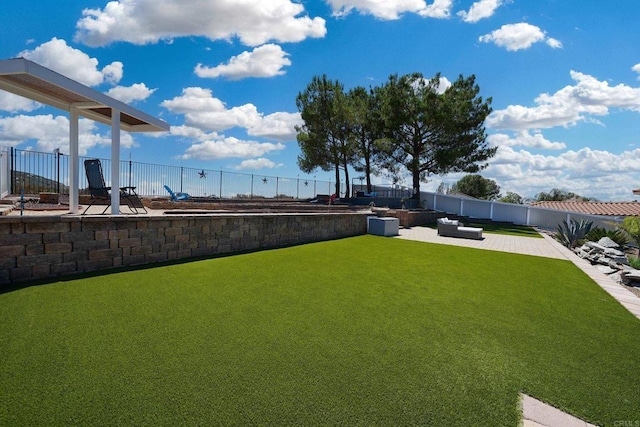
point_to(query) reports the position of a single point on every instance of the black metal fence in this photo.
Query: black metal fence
(35, 172)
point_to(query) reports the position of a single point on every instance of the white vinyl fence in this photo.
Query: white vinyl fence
(5, 174)
(507, 212)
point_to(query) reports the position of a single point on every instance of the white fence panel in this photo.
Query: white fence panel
(5, 173)
(508, 212)
(449, 204)
(474, 208)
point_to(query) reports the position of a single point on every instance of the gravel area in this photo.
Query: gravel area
(633, 289)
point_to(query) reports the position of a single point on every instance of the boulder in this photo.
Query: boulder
(608, 243)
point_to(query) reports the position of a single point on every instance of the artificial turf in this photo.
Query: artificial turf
(359, 331)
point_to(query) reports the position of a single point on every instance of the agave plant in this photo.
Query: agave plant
(570, 234)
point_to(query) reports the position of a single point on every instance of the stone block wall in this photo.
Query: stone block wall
(48, 246)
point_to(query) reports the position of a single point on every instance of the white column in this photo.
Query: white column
(74, 182)
(115, 161)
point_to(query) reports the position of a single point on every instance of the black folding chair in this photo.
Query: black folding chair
(100, 192)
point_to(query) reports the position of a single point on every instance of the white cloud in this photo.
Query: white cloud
(587, 98)
(129, 94)
(525, 139)
(203, 111)
(49, 132)
(14, 103)
(230, 147)
(73, 63)
(591, 173)
(280, 126)
(553, 43)
(437, 9)
(264, 61)
(518, 36)
(256, 164)
(480, 10)
(254, 22)
(392, 9)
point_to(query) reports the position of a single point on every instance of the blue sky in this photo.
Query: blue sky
(564, 78)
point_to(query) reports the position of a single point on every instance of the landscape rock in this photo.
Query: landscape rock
(607, 269)
(608, 243)
(608, 258)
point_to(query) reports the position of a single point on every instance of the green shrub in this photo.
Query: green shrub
(617, 236)
(631, 226)
(572, 234)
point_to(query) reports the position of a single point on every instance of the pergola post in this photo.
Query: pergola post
(73, 160)
(115, 161)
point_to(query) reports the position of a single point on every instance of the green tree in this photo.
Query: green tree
(511, 197)
(365, 130)
(430, 131)
(325, 137)
(631, 226)
(477, 186)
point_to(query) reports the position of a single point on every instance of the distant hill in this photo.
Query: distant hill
(34, 184)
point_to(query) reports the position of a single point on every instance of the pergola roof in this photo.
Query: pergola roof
(30, 80)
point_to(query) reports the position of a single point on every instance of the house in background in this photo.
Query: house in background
(612, 209)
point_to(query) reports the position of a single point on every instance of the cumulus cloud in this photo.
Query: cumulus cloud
(254, 22)
(525, 139)
(592, 173)
(130, 94)
(255, 164)
(480, 10)
(203, 111)
(587, 98)
(264, 61)
(229, 147)
(280, 126)
(390, 10)
(49, 132)
(73, 63)
(518, 36)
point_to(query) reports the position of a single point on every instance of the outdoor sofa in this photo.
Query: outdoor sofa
(452, 228)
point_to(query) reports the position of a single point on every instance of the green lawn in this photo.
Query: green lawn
(360, 331)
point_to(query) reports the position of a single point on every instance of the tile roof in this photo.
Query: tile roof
(594, 208)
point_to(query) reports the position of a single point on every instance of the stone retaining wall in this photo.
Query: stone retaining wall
(43, 247)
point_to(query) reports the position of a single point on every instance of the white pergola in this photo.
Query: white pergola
(30, 80)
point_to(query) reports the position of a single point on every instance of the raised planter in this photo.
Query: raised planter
(50, 198)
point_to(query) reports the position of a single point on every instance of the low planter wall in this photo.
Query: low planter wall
(413, 218)
(42, 247)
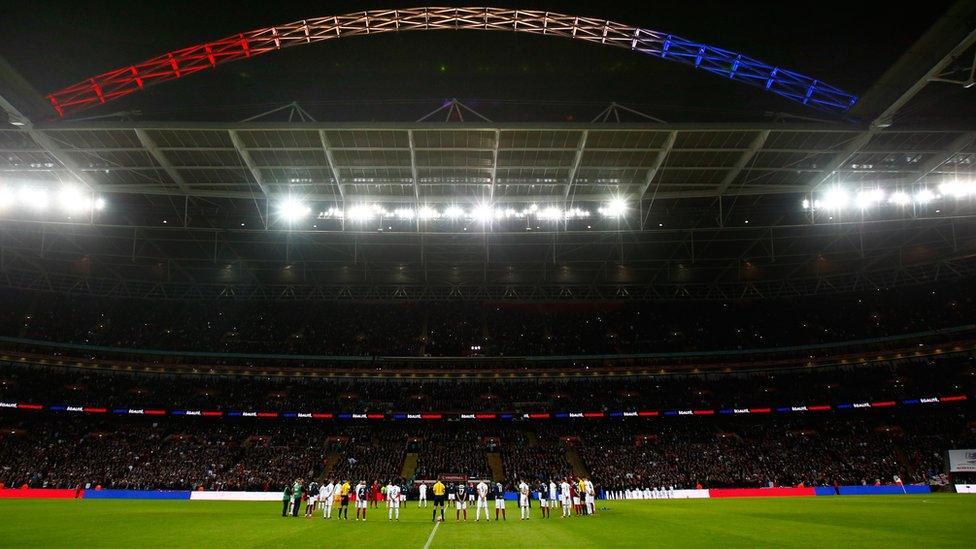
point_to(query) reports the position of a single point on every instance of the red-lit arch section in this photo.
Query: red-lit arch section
(112, 85)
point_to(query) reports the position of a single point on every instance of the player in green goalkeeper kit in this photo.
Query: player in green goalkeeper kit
(285, 500)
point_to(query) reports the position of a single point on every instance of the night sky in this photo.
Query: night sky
(507, 76)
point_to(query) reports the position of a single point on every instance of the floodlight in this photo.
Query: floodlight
(868, 198)
(615, 208)
(836, 198)
(453, 212)
(925, 196)
(900, 198)
(958, 189)
(426, 212)
(33, 198)
(481, 213)
(292, 209)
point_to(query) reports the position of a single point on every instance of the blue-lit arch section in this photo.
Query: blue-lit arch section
(123, 81)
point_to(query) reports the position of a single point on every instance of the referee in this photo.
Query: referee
(439, 491)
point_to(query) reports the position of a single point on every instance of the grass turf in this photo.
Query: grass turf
(868, 521)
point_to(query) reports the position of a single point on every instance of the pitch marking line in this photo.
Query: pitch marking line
(430, 538)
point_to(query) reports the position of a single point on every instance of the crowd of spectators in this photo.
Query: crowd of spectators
(491, 329)
(223, 454)
(456, 452)
(913, 377)
(80, 452)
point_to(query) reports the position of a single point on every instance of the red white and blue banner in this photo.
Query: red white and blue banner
(504, 416)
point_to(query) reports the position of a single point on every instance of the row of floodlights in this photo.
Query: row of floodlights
(294, 209)
(838, 198)
(68, 199)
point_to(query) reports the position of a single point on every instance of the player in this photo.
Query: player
(499, 500)
(296, 496)
(481, 502)
(313, 499)
(393, 500)
(564, 490)
(362, 499)
(438, 489)
(422, 502)
(523, 500)
(589, 496)
(461, 503)
(286, 500)
(344, 491)
(576, 489)
(326, 497)
(553, 496)
(376, 494)
(543, 500)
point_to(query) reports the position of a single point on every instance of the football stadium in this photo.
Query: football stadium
(559, 274)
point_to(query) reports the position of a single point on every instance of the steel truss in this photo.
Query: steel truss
(120, 82)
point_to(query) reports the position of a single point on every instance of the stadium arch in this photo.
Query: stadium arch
(173, 65)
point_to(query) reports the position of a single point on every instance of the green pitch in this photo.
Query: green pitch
(880, 521)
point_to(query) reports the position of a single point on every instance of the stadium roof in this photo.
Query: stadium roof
(713, 208)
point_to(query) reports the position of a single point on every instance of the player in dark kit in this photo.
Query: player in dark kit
(461, 503)
(499, 490)
(439, 496)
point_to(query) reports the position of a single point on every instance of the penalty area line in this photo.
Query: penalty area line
(430, 538)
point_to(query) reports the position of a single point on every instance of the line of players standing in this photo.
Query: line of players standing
(333, 493)
(573, 496)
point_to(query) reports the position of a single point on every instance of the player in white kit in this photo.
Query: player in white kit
(422, 502)
(393, 500)
(589, 498)
(326, 493)
(523, 500)
(481, 501)
(499, 500)
(567, 500)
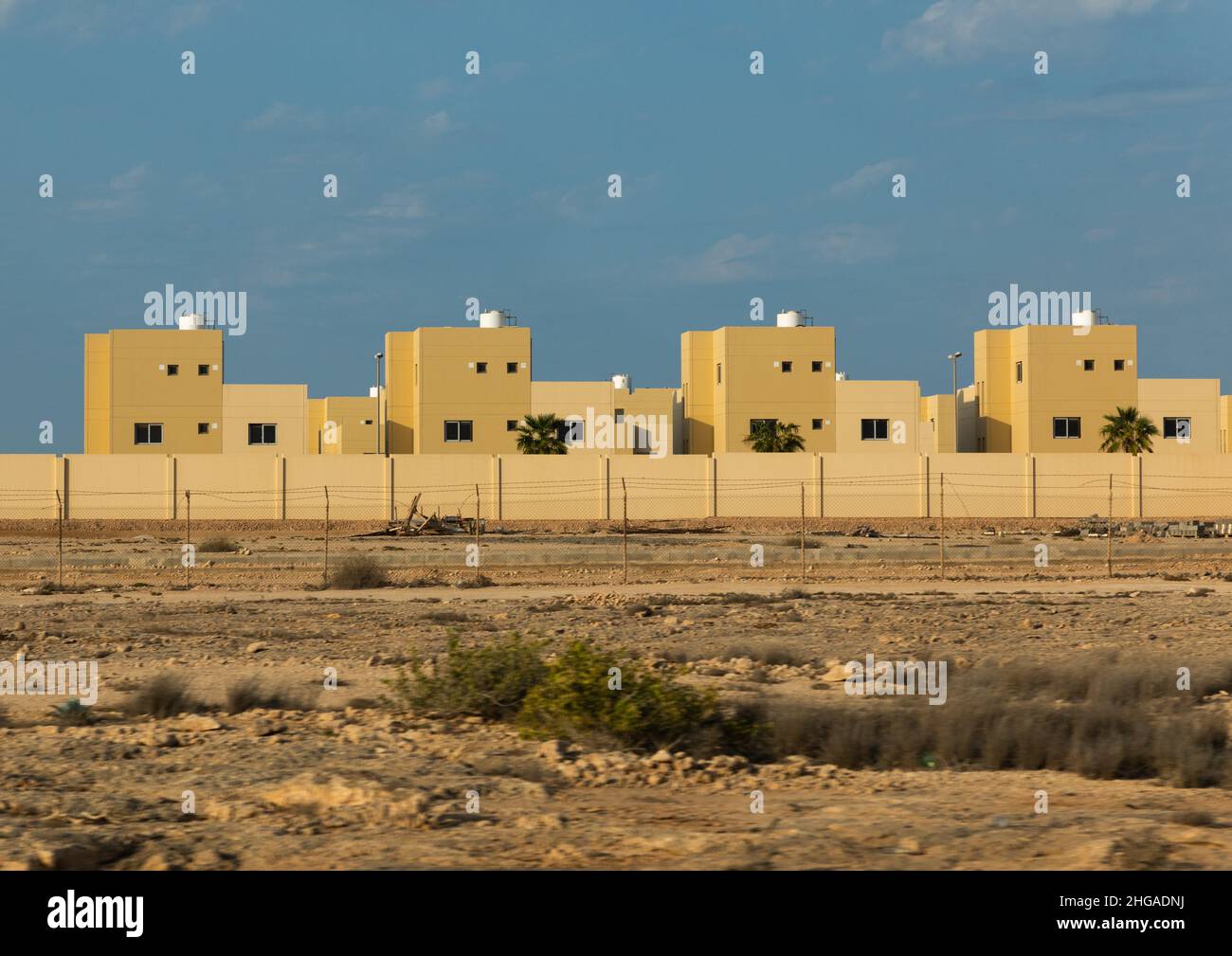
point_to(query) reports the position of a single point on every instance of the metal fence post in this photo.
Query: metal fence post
(188, 538)
(60, 541)
(624, 489)
(804, 566)
(943, 525)
(1109, 526)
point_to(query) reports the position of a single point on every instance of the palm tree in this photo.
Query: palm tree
(775, 436)
(1128, 431)
(540, 435)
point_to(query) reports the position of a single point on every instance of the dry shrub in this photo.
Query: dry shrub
(163, 696)
(217, 545)
(251, 694)
(357, 571)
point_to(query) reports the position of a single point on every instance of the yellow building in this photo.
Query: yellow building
(1186, 410)
(735, 377)
(1038, 388)
(343, 425)
(939, 425)
(612, 418)
(457, 389)
(878, 417)
(154, 390)
(1045, 388)
(265, 419)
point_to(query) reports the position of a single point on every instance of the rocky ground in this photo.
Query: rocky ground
(335, 780)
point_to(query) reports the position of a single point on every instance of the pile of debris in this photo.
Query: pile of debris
(417, 522)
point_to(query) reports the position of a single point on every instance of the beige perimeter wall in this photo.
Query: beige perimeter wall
(245, 487)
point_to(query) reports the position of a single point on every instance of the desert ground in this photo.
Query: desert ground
(348, 778)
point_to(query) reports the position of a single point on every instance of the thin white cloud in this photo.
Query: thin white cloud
(851, 244)
(436, 124)
(402, 205)
(953, 29)
(867, 176)
(130, 179)
(121, 192)
(432, 89)
(284, 116)
(728, 261)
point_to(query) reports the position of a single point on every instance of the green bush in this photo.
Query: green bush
(648, 711)
(491, 680)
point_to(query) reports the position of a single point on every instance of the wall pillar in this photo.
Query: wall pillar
(713, 485)
(1033, 508)
(605, 491)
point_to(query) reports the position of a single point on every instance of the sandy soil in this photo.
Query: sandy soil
(345, 784)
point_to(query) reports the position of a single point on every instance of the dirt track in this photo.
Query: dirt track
(344, 784)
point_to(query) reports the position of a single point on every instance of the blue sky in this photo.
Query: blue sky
(496, 185)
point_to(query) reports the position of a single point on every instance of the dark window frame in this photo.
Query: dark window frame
(266, 430)
(1169, 424)
(463, 427)
(149, 434)
(869, 429)
(1068, 427)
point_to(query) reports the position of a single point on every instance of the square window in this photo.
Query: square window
(874, 429)
(260, 433)
(1066, 427)
(459, 431)
(147, 434)
(571, 431)
(1178, 427)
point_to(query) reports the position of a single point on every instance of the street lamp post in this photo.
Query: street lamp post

::::

Objective: Starting with the line that contains "frame in this photo.", print each line through the last one in the listing. Include both end lines and add nothing.

Written response:
point_to(query) reports the position of a single point on every instance of the dark window frame in this photo.
Query: dark window frame
(266, 430)
(1169, 424)
(463, 427)
(149, 434)
(869, 429)
(1068, 427)
point_to(query) reports the position of a single point on every instance of the square window in this photo.
Query: square window
(874, 429)
(260, 433)
(1066, 427)
(459, 431)
(147, 434)
(571, 431)
(1178, 427)
point_to(query) reports the position of a single point on every instance of the street lamp post in this photo.
Query: street lamp post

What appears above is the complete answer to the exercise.